| ACTIVITY |
Please return the full listing word for word, leaving out any pictures.
----
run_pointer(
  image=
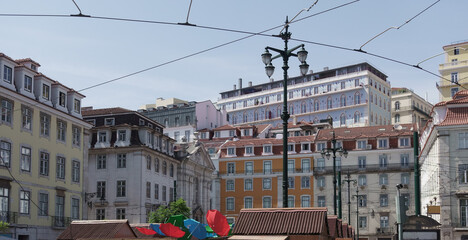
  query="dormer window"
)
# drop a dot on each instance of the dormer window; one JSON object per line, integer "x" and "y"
{"x": 45, "y": 91}
{"x": 62, "y": 96}
{"x": 383, "y": 143}
{"x": 77, "y": 106}
{"x": 27, "y": 83}
{"x": 7, "y": 74}
{"x": 109, "y": 121}
{"x": 231, "y": 151}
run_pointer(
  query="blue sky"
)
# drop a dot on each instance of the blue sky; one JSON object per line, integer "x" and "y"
{"x": 81, "y": 52}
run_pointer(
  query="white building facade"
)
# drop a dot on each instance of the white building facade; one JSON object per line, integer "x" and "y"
{"x": 355, "y": 95}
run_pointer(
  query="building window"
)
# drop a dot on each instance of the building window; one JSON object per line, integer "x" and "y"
{"x": 230, "y": 204}
{"x": 77, "y": 106}
{"x": 248, "y": 202}
{"x": 362, "y": 162}
{"x": 7, "y": 74}
{"x": 5, "y": 153}
{"x": 230, "y": 185}
{"x": 463, "y": 173}
{"x": 75, "y": 208}
{"x": 101, "y": 189}
{"x": 362, "y": 180}
{"x": 60, "y": 168}
{"x": 27, "y": 83}
{"x": 121, "y": 188}
{"x": 321, "y": 201}
{"x": 362, "y": 201}
{"x": 231, "y": 168}
{"x": 100, "y": 214}
{"x": 267, "y": 184}
{"x": 463, "y": 140}
{"x": 120, "y": 213}
{"x": 397, "y": 118}
{"x": 266, "y": 202}
{"x": 24, "y": 202}
{"x": 248, "y": 185}
{"x": 62, "y": 99}
{"x": 101, "y": 161}
{"x": 61, "y": 130}
{"x": 121, "y": 160}
{"x": 305, "y": 182}
{"x": 148, "y": 190}
{"x": 156, "y": 191}
{"x": 26, "y": 159}
{"x": 27, "y": 118}
{"x": 362, "y": 222}
{"x": 383, "y": 179}
{"x": 454, "y": 77}
{"x": 76, "y": 171}
{"x": 291, "y": 201}
{"x": 305, "y": 201}
{"x": 45, "y": 124}
{"x": 291, "y": 182}
{"x": 43, "y": 204}
{"x": 76, "y": 138}
{"x": 383, "y": 161}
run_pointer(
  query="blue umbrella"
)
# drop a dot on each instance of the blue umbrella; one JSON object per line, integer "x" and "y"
{"x": 197, "y": 229}
{"x": 155, "y": 227}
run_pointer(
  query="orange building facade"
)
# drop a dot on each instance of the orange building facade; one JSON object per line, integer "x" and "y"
{"x": 251, "y": 174}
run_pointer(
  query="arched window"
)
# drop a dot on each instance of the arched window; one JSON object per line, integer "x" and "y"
{"x": 303, "y": 107}
{"x": 343, "y": 119}
{"x": 316, "y": 105}
{"x": 357, "y": 117}
{"x": 357, "y": 98}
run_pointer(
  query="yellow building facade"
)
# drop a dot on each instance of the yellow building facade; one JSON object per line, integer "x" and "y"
{"x": 454, "y": 70}
{"x": 43, "y": 150}
{"x": 252, "y": 176}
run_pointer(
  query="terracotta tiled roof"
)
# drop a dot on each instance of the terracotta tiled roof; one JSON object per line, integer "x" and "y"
{"x": 27, "y": 60}
{"x": 262, "y": 141}
{"x": 281, "y": 221}
{"x": 97, "y": 229}
{"x": 455, "y": 116}
{"x": 225, "y": 127}
{"x": 104, "y": 111}
{"x": 364, "y": 132}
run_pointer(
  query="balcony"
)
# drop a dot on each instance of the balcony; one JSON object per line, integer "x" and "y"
{"x": 385, "y": 231}
{"x": 367, "y": 168}
{"x": 9, "y": 217}
{"x": 452, "y": 65}
{"x": 60, "y": 222}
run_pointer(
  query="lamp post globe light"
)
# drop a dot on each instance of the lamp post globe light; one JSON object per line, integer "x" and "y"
{"x": 326, "y": 153}
{"x": 269, "y": 69}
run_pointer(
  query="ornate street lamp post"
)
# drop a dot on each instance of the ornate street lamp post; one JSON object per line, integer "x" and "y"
{"x": 327, "y": 152}
{"x": 269, "y": 68}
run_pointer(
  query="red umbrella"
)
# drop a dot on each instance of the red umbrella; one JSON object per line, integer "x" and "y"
{"x": 171, "y": 231}
{"x": 146, "y": 231}
{"x": 217, "y": 222}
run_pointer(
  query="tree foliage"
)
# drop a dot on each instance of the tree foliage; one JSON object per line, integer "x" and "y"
{"x": 161, "y": 214}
----
| WRITTEN RESPONSE |
run_pointer(
  image=
  query="dormer window"
)
# drop a dot on each instance of the dormer window; one JSON object per line, integer "x" and "y"
{"x": 45, "y": 91}
{"x": 62, "y": 96}
{"x": 383, "y": 143}
{"x": 77, "y": 106}
{"x": 27, "y": 83}
{"x": 7, "y": 74}
{"x": 109, "y": 121}
{"x": 231, "y": 151}
run_pointer(
  query="blue sky"
)
# drop a dot on each instance of the blue sky; one JSON object per line, integer "x" and "y"
{"x": 81, "y": 52}
run_pointer(
  query="white building facade"
)
# drop a dot on each instance of the white building facade; one JSON object per line, integer "x" and "y"
{"x": 355, "y": 95}
run_pointer(
  query="building window"
)
# drop a dot on each instance of the building window; one JSON object per line, integer "x" and "y"
{"x": 230, "y": 204}
{"x": 77, "y": 106}
{"x": 248, "y": 202}
{"x": 362, "y": 162}
{"x": 7, "y": 74}
{"x": 5, "y": 153}
{"x": 230, "y": 185}
{"x": 463, "y": 173}
{"x": 75, "y": 208}
{"x": 101, "y": 189}
{"x": 362, "y": 180}
{"x": 60, "y": 168}
{"x": 27, "y": 83}
{"x": 121, "y": 188}
{"x": 321, "y": 201}
{"x": 362, "y": 201}
{"x": 231, "y": 168}
{"x": 100, "y": 214}
{"x": 267, "y": 184}
{"x": 463, "y": 140}
{"x": 120, "y": 213}
{"x": 397, "y": 118}
{"x": 266, "y": 202}
{"x": 24, "y": 202}
{"x": 248, "y": 185}
{"x": 62, "y": 99}
{"x": 101, "y": 161}
{"x": 61, "y": 130}
{"x": 121, "y": 160}
{"x": 305, "y": 182}
{"x": 148, "y": 190}
{"x": 156, "y": 191}
{"x": 26, "y": 159}
{"x": 27, "y": 118}
{"x": 362, "y": 222}
{"x": 383, "y": 179}
{"x": 454, "y": 77}
{"x": 76, "y": 171}
{"x": 291, "y": 201}
{"x": 305, "y": 201}
{"x": 45, "y": 124}
{"x": 291, "y": 182}
{"x": 43, "y": 204}
{"x": 76, "y": 138}
{"x": 383, "y": 161}
run_pointer(
  query="blue umbrella"
)
# drop a dot on each instance of the blue umbrella; one JSON object per line, integer "x" and "y"
{"x": 197, "y": 229}
{"x": 155, "y": 227}
run_pointer(
  query="orange building facade"
)
# drop a dot on each instance of the orange building facade; one JSON object per line, integer "x" and "y"
{"x": 251, "y": 174}
run_pointer(
  query="arched window"
)
# drop a dot on each instance of the arched window; one JSON object per line, integer "x" and "y"
{"x": 303, "y": 107}
{"x": 343, "y": 119}
{"x": 316, "y": 105}
{"x": 357, "y": 117}
{"x": 357, "y": 98}
run_pointer(
  query="yellow building facade"
)
# drop a dot on each instance of the yellow building facade; one JSON object per line, integer "x" and "y"
{"x": 454, "y": 70}
{"x": 43, "y": 150}
{"x": 252, "y": 176}
run_pointer(
  query="terracotta tiled roof"
)
# drop a dot on each instance of the terracotta tiled roof; one JSON object per line, integer "x" and "y"
{"x": 27, "y": 60}
{"x": 262, "y": 141}
{"x": 281, "y": 221}
{"x": 97, "y": 229}
{"x": 455, "y": 116}
{"x": 225, "y": 127}
{"x": 104, "y": 111}
{"x": 364, "y": 132}
run_pointer(
  query="balcony"
)
# drop a dot on each instance of the balcony; one JSON object per line, integer "x" and "y"
{"x": 385, "y": 231}
{"x": 367, "y": 168}
{"x": 9, "y": 217}
{"x": 452, "y": 65}
{"x": 60, "y": 222}
run_pointer(
  query="lamp post globe light"
)
# drop a dot on each instance of the lamp post globe light; one JSON object per line, integer "x" and "y"
{"x": 326, "y": 153}
{"x": 269, "y": 69}
run_pointer(
  query="ornate street lamp post"
)
# drop a dot on each instance of the ornate street lamp post; one JSON object per line, integer "x" and "y"
{"x": 327, "y": 152}
{"x": 269, "y": 68}
run_pointer(
  query="red umbrella"
)
# drop a dot on each instance of the red umbrella; one JSON object per line, integer "x" and "y"
{"x": 171, "y": 231}
{"x": 146, "y": 231}
{"x": 217, "y": 222}
run_pointer(
  query="tree foliage"
)
# drop a dot on each instance of the tree foliage; one JSON object per line, integer "x" and "y"
{"x": 161, "y": 214}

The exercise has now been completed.